• _Aim_
Reproduce the line that holds "Trace the outline of every instance of the frost-covered" together with all the lines after it up to the end of the entries.

::::

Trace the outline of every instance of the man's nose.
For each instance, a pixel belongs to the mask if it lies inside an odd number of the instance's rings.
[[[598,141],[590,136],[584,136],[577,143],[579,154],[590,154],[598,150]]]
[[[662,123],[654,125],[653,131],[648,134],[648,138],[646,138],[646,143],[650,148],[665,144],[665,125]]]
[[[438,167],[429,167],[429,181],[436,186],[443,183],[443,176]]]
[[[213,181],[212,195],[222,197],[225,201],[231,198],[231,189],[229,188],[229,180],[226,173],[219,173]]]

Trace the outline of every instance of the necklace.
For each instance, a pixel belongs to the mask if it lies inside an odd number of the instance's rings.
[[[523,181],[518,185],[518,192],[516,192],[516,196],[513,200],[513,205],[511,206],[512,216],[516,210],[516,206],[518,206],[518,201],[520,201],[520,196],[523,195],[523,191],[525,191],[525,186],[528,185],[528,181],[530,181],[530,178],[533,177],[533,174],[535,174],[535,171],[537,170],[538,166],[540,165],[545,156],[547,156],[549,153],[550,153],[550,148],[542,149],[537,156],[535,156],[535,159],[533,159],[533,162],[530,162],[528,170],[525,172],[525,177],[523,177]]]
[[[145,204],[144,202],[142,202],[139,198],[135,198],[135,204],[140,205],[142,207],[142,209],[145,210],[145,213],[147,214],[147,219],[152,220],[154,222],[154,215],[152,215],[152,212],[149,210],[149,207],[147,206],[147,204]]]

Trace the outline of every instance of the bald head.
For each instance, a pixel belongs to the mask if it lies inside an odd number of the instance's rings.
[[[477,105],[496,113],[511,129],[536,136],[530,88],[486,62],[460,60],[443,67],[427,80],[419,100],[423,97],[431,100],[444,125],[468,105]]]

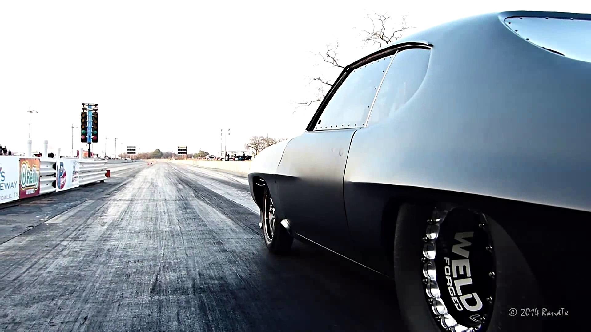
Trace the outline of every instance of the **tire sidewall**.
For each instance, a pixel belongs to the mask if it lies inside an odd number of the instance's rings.
[[[433,204],[403,204],[396,221],[394,279],[401,313],[411,332],[442,331],[427,302],[421,273],[422,238],[434,207]],[[489,229],[495,250],[496,282],[490,324],[485,330],[544,330],[542,320],[522,319],[508,314],[511,307],[535,306],[540,301],[537,298],[539,285],[502,228],[491,219]]]

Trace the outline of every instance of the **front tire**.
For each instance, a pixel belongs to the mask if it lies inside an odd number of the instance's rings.
[[[263,208],[261,210],[263,237],[269,251],[274,253],[285,253],[291,249],[294,238],[280,220],[277,220],[273,200],[268,188],[263,194]]]

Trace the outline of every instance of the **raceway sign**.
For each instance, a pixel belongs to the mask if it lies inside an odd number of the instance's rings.
[[[18,158],[0,157],[0,203],[18,199]]]
[[[33,158],[21,158],[21,183],[19,197],[32,197],[41,193],[41,161]]]
[[[61,191],[80,185],[78,183],[80,162],[77,160],[60,158],[56,166],[56,191]]]

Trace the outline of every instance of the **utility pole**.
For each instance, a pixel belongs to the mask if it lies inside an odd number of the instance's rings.
[[[35,113],[39,113],[39,112],[35,110],[31,110],[31,106],[29,106],[29,110],[28,112],[29,112],[29,138],[31,138],[31,113],[34,112]]]
[[[74,157],[74,129],[79,127],[74,127],[74,123],[72,123],[72,157]]]
[[[230,129],[228,129],[228,136],[230,136]],[[223,148],[223,149],[224,149],[225,152],[228,152],[228,137],[226,137],[226,144],[224,144],[224,148]]]

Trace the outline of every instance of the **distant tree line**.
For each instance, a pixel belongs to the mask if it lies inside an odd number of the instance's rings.
[[[265,148],[270,147],[275,143],[278,143],[281,141],[285,141],[287,138],[274,138],[272,137],[265,137],[264,136],[253,136],[248,139],[248,142],[244,144],[246,149],[252,149],[254,151],[255,155],[256,155]]]

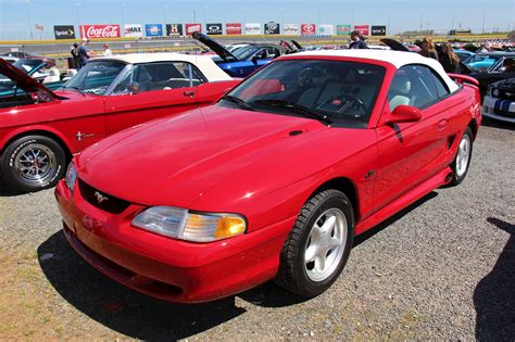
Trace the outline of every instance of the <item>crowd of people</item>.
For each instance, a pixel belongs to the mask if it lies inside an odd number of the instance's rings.
[[[97,55],[95,51],[90,51],[88,49],[88,42],[89,42],[88,38],[83,38],[83,40],[80,41],[80,45],[76,42],[73,45],[72,51],[70,53],[72,54],[73,64],[76,69],[79,69],[83,66],[85,66],[86,63],[88,63],[88,60],[90,58]],[[112,54],[113,52],[111,51],[109,43],[105,42],[103,45],[102,55],[106,56],[106,55],[112,55]]]

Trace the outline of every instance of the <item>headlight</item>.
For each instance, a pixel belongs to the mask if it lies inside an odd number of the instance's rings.
[[[66,170],[64,182],[66,183],[66,187],[68,187],[70,191],[73,192],[73,189],[75,189],[76,181],[77,181],[77,169],[75,168],[75,164],[72,162],[70,163],[68,169]]]
[[[211,242],[246,232],[247,223],[237,214],[190,213],[172,206],[154,206],[140,213],[133,225],[174,239]]]

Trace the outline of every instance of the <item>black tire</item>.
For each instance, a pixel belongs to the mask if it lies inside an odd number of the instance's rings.
[[[309,275],[311,263],[304,261],[305,252],[312,243],[311,235],[314,225],[319,219],[323,219],[321,215],[331,211],[336,213],[341,212],[347,223],[344,228],[347,237],[341,238],[341,241],[344,241],[344,244],[341,244],[343,251],[338,253],[340,258],[337,257],[332,263],[334,270],[326,278],[313,280],[313,276]],[[334,233],[331,232],[330,235],[332,236]],[[354,214],[348,197],[343,192],[332,189],[316,193],[302,206],[296,225],[282,246],[279,270],[275,279],[276,283],[292,293],[305,297],[313,297],[323,293],[338,279],[343,270],[353,241]],[[326,252],[323,253],[325,254]],[[334,252],[327,251],[326,258],[329,258],[331,253]],[[315,261],[313,261],[313,269],[315,269],[314,264]],[[332,267],[330,268],[332,269]]]
[[[468,141],[468,150],[467,150],[467,160],[466,160],[466,166],[463,170],[463,166],[460,167],[460,159],[463,159],[463,155],[461,156],[460,153],[462,151],[462,142],[464,139],[467,139]],[[470,127],[467,127],[465,131],[463,132],[463,136],[460,137],[460,142],[457,144],[457,152],[456,156],[454,157],[454,161],[452,161],[451,164],[451,169],[452,169],[452,180],[449,182],[449,186],[454,187],[457,186],[465,179],[468,173],[468,167],[470,166],[470,160],[472,160],[472,152],[473,152],[473,144],[474,144],[474,136],[472,132]]]
[[[66,170],[66,155],[51,138],[25,136],[5,148],[1,166],[9,187],[33,192],[58,183]]]

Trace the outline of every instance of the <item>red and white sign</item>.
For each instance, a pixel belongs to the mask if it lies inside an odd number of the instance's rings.
[[[80,38],[118,38],[120,25],[80,25]]]
[[[362,36],[368,36],[368,25],[354,25],[354,30]]]
[[[227,23],[225,24],[226,35],[241,35],[241,23]]]
[[[186,24],[186,35],[191,36],[193,33],[201,33],[202,24]]]
[[[302,36],[314,36],[316,34],[315,24],[301,24],[301,35]]]

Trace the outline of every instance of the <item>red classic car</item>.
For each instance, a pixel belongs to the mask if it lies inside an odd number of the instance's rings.
[[[22,191],[54,186],[73,154],[104,137],[211,104],[239,83],[210,58],[177,53],[93,59],[55,92],[2,60],[0,74],[10,90],[0,94],[0,174]]]
[[[356,235],[465,178],[481,115],[463,80],[406,52],[279,58],[216,105],[77,156],[55,188],[64,233],[100,271],[169,301],[273,278],[317,295]]]

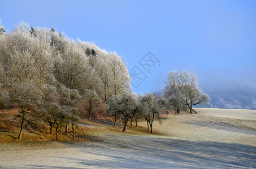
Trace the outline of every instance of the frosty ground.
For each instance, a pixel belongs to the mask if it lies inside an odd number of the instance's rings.
[[[154,135],[102,132],[97,134],[98,141],[3,144],[0,145],[0,167],[256,168],[256,110],[197,112],[167,116],[162,123],[155,121]],[[139,125],[146,127],[145,122]]]

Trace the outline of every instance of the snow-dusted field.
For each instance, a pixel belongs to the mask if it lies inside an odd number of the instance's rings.
[[[202,110],[202,111],[201,111]],[[158,134],[102,134],[105,141],[0,145],[0,166],[38,168],[255,168],[256,121],[219,109],[169,116]],[[220,111],[222,111],[221,110]],[[231,111],[231,110],[230,110]],[[212,112],[212,113],[211,113]],[[211,113],[215,116],[210,115]],[[140,125],[146,127],[145,123]]]

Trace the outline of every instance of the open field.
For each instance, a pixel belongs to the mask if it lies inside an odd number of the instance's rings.
[[[85,125],[97,141],[0,145],[0,167],[38,168],[255,168],[256,111],[196,109],[120,131],[122,124]],[[233,115],[232,114],[233,114]]]

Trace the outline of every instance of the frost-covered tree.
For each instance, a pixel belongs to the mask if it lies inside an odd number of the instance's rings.
[[[68,132],[68,126],[71,123],[72,131],[70,133],[75,139],[75,127],[76,123],[80,121],[80,108],[78,103],[81,101],[81,97],[75,89],[71,90],[67,87],[62,87],[60,92],[61,94],[60,105],[63,113],[65,114],[64,122],[66,124],[66,132]]]
[[[5,33],[5,27],[2,24],[2,19],[0,19],[0,35]]]
[[[203,94],[197,86],[188,84],[183,87],[181,100],[184,105],[188,106],[190,113],[192,113],[192,106],[208,103],[210,97]]]
[[[42,94],[41,89],[32,81],[13,82],[10,86],[10,96],[14,106],[19,108],[16,117],[21,121],[18,139],[21,139],[24,123],[38,119]]]
[[[194,73],[183,70],[169,73],[166,82],[165,95],[172,104],[177,113],[184,105],[192,113],[192,106],[207,103],[209,96],[198,88],[197,77]]]
[[[108,100],[107,112],[114,115],[120,115],[124,120],[123,131],[126,131],[129,120],[132,119],[138,109],[137,107],[138,97],[133,92],[125,92],[121,95],[116,95]],[[116,121],[115,119],[115,123]]]
[[[142,97],[141,102],[145,109],[145,119],[147,121],[147,125],[149,124],[150,126],[151,133],[153,133],[154,120],[155,118],[160,119],[160,113],[163,111],[165,105],[164,100],[160,98],[160,96],[153,94],[146,94]]]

::::

• _Written response_
Trace the outline of every instance of the frost-covered tree.
For each instance, a pixel belongs to the mask if it lies inside an odd number of the instance's rings.
[[[68,132],[68,126],[71,123],[72,131],[70,133],[75,139],[75,127],[76,123],[80,121],[80,108],[78,103],[81,101],[81,97],[75,89],[71,90],[67,87],[62,87],[60,92],[61,94],[60,105],[63,113],[65,114],[64,122],[66,124],[66,132]]]
[[[5,33],[5,27],[2,24],[2,19],[0,19],[0,35]]]
[[[203,94],[197,86],[188,84],[183,87],[181,100],[184,105],[188,106],[190,113],[192,113],[192,106],[208,103],[210,97]]]
[[[42,94],[41,89],[32,81],[13,82],[10,86],[10,96],[14,106],[19,108],[16,117],[21,121],[18,139],[21,139],[24,123],[38,119]]]
[[[194,73],[183,70],[169,73],[166,82],[165,95],[172,104],[177,113],[184,105],[192,113],[192,106],[207,103],[209,96],[198,88],[197,77]]]
[[[108,100],[107,112],[114,115],[120,115],[124,120],[123,131],[126,131],[129,120],[132,119],[138,109],[137,107],[138,97],[133,92],[125,92],[121,95],[116,95]],[[116,121],[115,119],[115,123]]]
[[[142,97],[141,102],[145,109],[145,119],[147,121],[147,125],[149,124],[150,126],[151,133],[153,133],[154,120],[155,118],[160,119],[160,113],[163,111],[165,105],[164,100],[160,98],[160,96],[153,94],[146,94]]]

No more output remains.